● REQUIREMENTS:
A. Decide whether each statement below agrees with the text on Microsoft's mantras, answering yes or no and quoting the words of the text that settle it: (i) Microsoft's original mantra was nine words long; (ii) the statement used from 2002 to 2008 mentioned internet services; (iii) in 1975, computers were thought of as machines that took up entire walls.
B. Collect every line of the listing that contains the string "cupcake", matching case exactly.

Poster for the classic B-movie 'Destroy All Monsters!'

Click the poster to see it at full size.

Microsoft had a kick-ass mantra in its first 24 years. From 1975, when computers were thought of as machines that occupied entire walls, if not entire rooms, to 1999, when the final line on most startups’ business plans was often “And then we get bought out by Microsoft”, that statement was:

A computer on every desk and in every home.

In nine words, it made a very clear, easy-to-understand point. It was also a BHAG — a Big Hairy Audacious Goal, which has its own Wikipedia entry.

The problem, as I wrote back in 2009, was that they met that goal. In 1975, it was unusual to see a computer in a home; in 1999, it was unusual to not see a computer in a home. Since then, they’ve been flopping from vague mission statement to hand-wavy platitude:

  • 1999 – 2002: “Empowering people through great software – any time, any place and on any device.”
  • 2002 – 2008: “To enable people and businesses throughout the world to realize their full potential.”
  • 2008 – 2009, when I wrote my article about Microsoft’s mantras: “Create experiences that combine the magic of software with the power of internet services across the world of devices.”

● SUPPLIED INFORMATION:
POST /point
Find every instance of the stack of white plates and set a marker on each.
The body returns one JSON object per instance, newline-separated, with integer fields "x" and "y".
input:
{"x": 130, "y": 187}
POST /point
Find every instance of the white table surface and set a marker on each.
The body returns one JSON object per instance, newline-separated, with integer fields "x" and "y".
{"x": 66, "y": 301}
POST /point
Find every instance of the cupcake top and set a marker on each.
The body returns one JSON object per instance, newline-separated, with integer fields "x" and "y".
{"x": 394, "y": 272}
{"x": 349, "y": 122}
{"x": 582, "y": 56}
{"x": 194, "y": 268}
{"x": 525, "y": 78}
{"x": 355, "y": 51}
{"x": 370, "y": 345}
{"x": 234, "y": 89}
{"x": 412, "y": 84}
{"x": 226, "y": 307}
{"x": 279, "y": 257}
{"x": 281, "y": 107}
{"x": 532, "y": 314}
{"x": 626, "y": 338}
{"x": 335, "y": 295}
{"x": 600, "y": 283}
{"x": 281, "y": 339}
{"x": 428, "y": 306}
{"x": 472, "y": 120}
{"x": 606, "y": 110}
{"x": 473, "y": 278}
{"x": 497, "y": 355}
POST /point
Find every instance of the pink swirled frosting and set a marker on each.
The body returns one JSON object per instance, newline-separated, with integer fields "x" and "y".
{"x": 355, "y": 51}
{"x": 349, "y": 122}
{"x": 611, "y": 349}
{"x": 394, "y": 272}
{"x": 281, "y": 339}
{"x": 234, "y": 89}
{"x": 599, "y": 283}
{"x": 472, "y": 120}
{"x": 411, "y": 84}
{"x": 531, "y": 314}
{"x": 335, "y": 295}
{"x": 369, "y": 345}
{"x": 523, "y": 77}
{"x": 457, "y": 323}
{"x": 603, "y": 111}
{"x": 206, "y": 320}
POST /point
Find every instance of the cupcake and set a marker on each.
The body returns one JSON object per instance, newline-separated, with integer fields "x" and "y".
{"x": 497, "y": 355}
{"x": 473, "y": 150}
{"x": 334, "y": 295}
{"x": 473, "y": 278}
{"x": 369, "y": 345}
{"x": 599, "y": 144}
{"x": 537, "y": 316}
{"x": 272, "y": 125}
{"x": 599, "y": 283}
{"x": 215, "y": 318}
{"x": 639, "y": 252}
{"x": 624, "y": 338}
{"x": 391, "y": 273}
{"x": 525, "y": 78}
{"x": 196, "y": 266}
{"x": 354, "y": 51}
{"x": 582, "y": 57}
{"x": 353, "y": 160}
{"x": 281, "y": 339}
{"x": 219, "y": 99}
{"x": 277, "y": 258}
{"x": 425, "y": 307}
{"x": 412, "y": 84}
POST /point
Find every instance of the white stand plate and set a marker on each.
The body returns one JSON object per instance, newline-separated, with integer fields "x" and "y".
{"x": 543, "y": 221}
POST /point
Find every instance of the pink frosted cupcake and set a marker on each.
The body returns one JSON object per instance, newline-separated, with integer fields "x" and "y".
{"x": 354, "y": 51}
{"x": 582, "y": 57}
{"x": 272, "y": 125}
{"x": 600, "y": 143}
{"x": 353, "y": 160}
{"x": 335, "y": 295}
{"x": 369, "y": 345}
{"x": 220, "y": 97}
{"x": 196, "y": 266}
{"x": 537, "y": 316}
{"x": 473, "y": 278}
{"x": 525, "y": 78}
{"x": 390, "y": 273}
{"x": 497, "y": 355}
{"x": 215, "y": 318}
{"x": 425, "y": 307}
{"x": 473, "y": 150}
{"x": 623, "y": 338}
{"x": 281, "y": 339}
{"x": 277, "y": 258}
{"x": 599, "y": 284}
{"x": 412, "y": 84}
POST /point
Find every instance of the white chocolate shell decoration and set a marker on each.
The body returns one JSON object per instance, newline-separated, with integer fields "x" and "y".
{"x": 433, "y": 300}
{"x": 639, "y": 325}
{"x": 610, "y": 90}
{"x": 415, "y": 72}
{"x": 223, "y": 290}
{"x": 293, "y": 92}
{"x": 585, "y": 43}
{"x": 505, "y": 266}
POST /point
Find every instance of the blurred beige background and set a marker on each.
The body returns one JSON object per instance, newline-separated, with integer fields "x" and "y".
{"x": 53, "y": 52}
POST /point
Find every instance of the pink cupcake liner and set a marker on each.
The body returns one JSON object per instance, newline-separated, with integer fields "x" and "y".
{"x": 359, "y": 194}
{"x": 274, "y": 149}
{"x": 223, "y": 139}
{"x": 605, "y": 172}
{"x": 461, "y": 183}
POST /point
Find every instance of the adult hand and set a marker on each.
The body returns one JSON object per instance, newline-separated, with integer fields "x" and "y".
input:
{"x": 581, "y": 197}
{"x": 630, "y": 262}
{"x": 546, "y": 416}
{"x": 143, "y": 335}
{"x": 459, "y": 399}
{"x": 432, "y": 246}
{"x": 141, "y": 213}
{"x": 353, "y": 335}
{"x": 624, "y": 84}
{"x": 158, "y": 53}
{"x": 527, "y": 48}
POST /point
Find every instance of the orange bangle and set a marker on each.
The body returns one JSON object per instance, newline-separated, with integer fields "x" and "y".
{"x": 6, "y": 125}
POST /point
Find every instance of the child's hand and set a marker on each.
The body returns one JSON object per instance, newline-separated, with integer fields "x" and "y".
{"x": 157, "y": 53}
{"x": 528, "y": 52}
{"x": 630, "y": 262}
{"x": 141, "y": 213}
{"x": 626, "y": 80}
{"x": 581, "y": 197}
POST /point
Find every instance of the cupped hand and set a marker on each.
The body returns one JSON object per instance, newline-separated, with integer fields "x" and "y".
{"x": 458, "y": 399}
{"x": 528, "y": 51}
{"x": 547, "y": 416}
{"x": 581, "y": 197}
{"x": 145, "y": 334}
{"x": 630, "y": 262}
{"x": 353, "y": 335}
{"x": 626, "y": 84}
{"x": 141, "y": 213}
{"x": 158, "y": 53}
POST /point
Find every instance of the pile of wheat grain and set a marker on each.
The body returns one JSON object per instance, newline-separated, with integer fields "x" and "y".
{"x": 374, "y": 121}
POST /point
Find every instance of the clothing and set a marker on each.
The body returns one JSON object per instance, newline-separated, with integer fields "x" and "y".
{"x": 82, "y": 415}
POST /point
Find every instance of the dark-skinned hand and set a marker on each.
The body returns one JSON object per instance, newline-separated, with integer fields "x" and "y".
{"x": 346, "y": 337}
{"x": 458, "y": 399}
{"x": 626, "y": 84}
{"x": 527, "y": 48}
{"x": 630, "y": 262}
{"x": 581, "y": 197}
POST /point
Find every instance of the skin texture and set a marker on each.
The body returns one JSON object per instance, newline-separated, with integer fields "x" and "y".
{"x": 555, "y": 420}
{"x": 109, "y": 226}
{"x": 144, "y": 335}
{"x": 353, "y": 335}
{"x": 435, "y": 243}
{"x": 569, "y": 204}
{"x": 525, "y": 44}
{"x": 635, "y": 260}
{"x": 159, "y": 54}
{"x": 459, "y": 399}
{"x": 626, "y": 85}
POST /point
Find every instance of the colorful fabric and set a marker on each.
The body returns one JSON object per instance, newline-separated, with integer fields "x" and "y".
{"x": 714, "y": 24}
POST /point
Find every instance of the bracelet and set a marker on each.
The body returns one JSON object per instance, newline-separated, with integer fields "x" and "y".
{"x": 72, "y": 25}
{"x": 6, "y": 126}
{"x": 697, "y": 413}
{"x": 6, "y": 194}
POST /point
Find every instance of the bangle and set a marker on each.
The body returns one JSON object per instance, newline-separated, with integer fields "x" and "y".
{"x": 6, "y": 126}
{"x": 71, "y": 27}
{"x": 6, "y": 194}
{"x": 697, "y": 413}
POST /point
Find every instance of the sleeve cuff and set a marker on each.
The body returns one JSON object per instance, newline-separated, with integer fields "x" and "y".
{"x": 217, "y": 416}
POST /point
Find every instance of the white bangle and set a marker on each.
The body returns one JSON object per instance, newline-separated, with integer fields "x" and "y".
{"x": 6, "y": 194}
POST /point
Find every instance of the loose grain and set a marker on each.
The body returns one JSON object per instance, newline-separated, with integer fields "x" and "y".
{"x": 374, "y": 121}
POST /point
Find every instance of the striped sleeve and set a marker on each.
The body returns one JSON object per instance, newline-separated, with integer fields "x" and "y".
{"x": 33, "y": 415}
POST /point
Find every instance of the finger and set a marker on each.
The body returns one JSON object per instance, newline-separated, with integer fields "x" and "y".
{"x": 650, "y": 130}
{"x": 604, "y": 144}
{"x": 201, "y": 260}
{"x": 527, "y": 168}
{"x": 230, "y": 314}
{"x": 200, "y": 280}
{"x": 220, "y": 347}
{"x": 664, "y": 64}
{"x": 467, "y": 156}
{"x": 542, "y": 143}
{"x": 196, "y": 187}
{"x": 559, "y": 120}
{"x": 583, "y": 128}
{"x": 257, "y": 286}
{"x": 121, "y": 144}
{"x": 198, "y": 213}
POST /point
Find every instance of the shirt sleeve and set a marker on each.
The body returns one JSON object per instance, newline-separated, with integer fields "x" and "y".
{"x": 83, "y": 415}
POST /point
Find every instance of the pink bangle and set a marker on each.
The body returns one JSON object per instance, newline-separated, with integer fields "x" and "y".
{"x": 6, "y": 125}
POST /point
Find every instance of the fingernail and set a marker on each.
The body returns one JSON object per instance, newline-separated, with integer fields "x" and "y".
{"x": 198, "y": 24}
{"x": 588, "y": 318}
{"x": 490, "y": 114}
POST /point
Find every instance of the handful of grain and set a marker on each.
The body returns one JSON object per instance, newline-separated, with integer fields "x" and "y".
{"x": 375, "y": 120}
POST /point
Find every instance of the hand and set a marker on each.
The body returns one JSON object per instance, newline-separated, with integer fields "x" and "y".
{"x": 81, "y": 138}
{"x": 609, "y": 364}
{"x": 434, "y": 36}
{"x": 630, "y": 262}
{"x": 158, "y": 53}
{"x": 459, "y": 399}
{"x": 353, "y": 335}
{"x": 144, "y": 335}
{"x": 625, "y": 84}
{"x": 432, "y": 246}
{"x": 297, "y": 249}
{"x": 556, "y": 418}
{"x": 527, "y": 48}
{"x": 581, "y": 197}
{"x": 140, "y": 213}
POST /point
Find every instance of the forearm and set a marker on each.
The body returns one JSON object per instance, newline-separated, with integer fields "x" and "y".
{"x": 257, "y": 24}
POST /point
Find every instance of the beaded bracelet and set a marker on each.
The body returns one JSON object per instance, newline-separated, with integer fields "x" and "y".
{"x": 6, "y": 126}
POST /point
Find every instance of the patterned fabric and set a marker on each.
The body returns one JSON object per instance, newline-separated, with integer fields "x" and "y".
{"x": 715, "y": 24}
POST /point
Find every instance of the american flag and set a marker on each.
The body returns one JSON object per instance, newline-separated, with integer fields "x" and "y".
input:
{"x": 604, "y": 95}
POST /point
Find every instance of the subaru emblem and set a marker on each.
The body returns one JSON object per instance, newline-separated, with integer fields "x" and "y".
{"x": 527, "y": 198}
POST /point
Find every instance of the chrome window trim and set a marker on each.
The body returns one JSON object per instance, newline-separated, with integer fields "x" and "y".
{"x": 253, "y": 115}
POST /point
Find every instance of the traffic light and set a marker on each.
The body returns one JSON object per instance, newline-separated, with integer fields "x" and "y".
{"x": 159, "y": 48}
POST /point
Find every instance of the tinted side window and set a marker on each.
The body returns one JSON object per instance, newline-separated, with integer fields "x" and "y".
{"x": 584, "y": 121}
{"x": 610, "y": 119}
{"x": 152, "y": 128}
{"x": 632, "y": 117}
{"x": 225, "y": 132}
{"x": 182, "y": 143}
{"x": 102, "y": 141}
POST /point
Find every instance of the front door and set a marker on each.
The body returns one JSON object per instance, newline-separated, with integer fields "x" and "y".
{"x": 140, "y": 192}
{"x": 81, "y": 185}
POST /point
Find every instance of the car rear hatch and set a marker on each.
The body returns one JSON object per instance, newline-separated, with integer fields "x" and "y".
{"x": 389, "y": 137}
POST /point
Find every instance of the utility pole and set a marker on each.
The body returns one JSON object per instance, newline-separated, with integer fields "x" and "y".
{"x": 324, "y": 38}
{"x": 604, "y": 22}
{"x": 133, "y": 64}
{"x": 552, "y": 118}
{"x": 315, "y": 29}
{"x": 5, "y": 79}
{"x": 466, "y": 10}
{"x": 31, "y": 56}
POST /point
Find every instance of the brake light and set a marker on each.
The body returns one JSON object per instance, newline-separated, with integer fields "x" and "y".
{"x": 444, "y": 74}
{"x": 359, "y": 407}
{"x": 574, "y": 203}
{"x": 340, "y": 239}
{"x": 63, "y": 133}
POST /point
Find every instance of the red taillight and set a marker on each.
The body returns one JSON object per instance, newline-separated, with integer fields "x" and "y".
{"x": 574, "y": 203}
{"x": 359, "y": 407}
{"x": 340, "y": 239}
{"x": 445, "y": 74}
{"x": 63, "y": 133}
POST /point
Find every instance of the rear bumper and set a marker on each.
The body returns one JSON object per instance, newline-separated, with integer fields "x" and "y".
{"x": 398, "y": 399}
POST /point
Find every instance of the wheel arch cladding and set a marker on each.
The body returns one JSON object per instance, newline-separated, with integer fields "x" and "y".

● EXPECTED OUTPUTS:
A.
(i) Yes: "In nine words, it made a very clear, easy-to-understand point."
(ii) No: "To enable people and businesses throughout the world to realize their full potential."
(iii) Yes: "when computers were thought of as machines that occupied entire walls, if not entire rooms"

B.
Find every instance of the cupcake top and set a marker on each.
Find every instance of the cupcake and set a marker on each.
Find every instance of the pink frosted cupcake and set a marker on each.
Find every instance of the pink cupcake liner and set a marker on each.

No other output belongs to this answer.